* _Exercise prompt_: Each line from the one containing "Task: a point for each instance of the front" through the end of the data must be retyped exactly, and no other line.

Point localization data
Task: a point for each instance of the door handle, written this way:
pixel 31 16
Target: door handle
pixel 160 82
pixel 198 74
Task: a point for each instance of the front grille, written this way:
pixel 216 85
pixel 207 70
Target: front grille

* _Finished exercise_:
Task: a point for each instance of the front grille, written this way:
pixel 216 85
pixel 207 70
Target: front grille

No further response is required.